Segment Start: Quoted passage

HOW WE SEE IT
Financial capital includes the revenues we generate from the production and sale of gold in the global markets, the capital we raise through public or private equity or debt financing, and further development of our business through capital investment in new projects or operations.
Sibanye is a proudly South African mining group, which is leveraging its high-quality, cash-generative gold operations in South Africa in order to pay shareholders industry leading dividends and make value-accretive investments in order to sustain the dividends.
What we mean...
- Our dividend policy is to pay between 25% and 35% of normalised earnings to shareholders in order to maintain an industry leading dividend yield.
- In order to sustain our cash flow and dividend, we endeavour to extend the operating life of the Group through appropriate, value-accretive consolidation and investment in new projects.
- We recognise the role of all stakeholders in ensuring the sustainability of our business. A successful, sustainable business will ensure optimal returns for all stakeholders, particularly in the South African context where employees, communities, government and society as a whole continue to rely heavily on the mining industry.

Segment End: Quoted passage
Segment Start: Data extract

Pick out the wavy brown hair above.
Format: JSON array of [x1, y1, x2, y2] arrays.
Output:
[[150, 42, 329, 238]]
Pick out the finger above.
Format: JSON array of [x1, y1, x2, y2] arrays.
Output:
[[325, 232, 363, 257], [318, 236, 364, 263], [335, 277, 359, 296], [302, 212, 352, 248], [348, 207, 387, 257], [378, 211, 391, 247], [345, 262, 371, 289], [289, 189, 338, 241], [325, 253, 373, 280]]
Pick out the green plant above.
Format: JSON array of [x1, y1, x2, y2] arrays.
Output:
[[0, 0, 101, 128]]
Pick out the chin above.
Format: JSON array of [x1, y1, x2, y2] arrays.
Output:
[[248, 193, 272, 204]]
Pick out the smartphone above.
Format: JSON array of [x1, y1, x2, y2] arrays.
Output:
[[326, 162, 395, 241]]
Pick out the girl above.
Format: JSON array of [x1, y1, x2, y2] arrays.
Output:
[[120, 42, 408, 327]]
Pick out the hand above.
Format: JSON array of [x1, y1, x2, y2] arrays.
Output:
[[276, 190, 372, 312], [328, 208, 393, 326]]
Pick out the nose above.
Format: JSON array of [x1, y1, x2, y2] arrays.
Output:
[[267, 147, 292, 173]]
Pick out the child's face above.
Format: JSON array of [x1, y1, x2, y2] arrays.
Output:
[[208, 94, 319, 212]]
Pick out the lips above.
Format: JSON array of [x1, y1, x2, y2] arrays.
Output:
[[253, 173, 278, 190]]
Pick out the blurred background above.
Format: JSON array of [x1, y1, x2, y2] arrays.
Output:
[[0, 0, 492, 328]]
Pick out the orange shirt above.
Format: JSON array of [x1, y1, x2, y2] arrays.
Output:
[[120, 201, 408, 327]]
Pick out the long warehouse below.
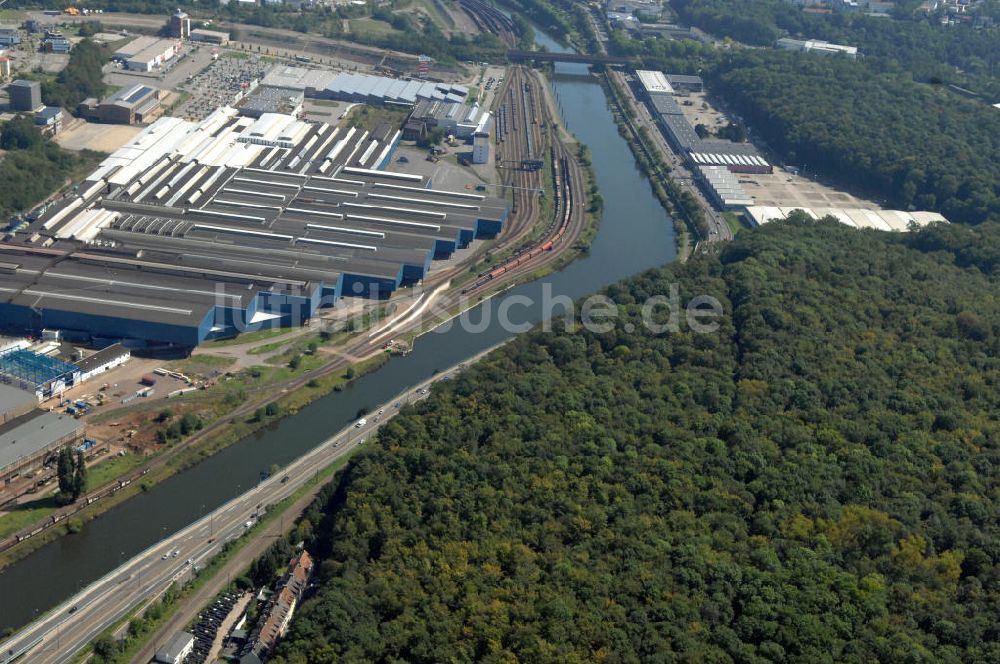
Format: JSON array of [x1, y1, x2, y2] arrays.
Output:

Segment End: Data extract

# Prompt 1
In the financial capital text, rewrite the part from "HOW WE SEE IT" up to and including "sustain the dividends.", swapping "gold" for "platinum".
# Prompt 2
According to the financial capital text, what share of normalised earnings does the dividend policy pay to shareholders?
# Prompt 3
Go on with the financial capital text from its last sentence.

# Result 1
HOW WE SEE IT
Financial capital includes the revenues we generate from the production and sale of platinum in the global markets, the capital we raise through public or private equity or debt financing, and further development of our business through capital investment in new projects or operations.
Sibanye is a proudly South African mining group, which is leveraging its high-quality, cash-generative platinum operations in South Africa in order to pay shareholders industry leading dividends and make value-accretive investments in order to sustain the dividends.

# Result 2
Between 25% and 35% of normalised earnings.

# Result 3
- We will focus on safe, efficient, quality mining and manage costs in order to realise full value from our high-quality, long-life assets.
GOLD PRODUCED AND SOLD IN 2014
In 2014, we produced 49,432kg (1.59Moz) – 2013: 44,474kg (1.43Moz) – of gold, generating gold sales revenue of R21.8 billion (2013: R19.3 billion).
The average gold price received was R440,615/kg, up 1% year on year from R434,663/kg in 2013, despite a 10% decline in the average dollar gold price received. The average R/US$ exchange rate was R10.82/US$ (2013: R9.60/US$), which is 13% weaker than it was in 2013.
Given the uncertain economic environment and volatile gold price, we continue to pursue a judicious approach to managing debt. During 2014,borrowings (excluding Burnstone Debt) remained unchanged at R2.0 billion.
|Net producer hedging||42.1||(39.3)|
|Total mine supply||3,156.5||3,011.4|
|Sub-total above fabrication||2,541.9||2,792.8|
|Total bar and coin demand||1,063.6||1,765.4|
|ETFs and similar products2||(159.1)||(880.0)|
|Central bank net purchases3||477.2||409.3|
|OTC investment and stock flows4||354.6||185.9|
- Source: World Gold Council
- 1 Fabrication is the first transformation of gold bullion into a semi-finished or finished product. Jewellery consumption is equal to fabrication plus/minus jewellery imports/exports plus/ minus stocking/de-stocking by distributors and manufacturers. On an annual basis, the consumption and fabrication data series will reconcile.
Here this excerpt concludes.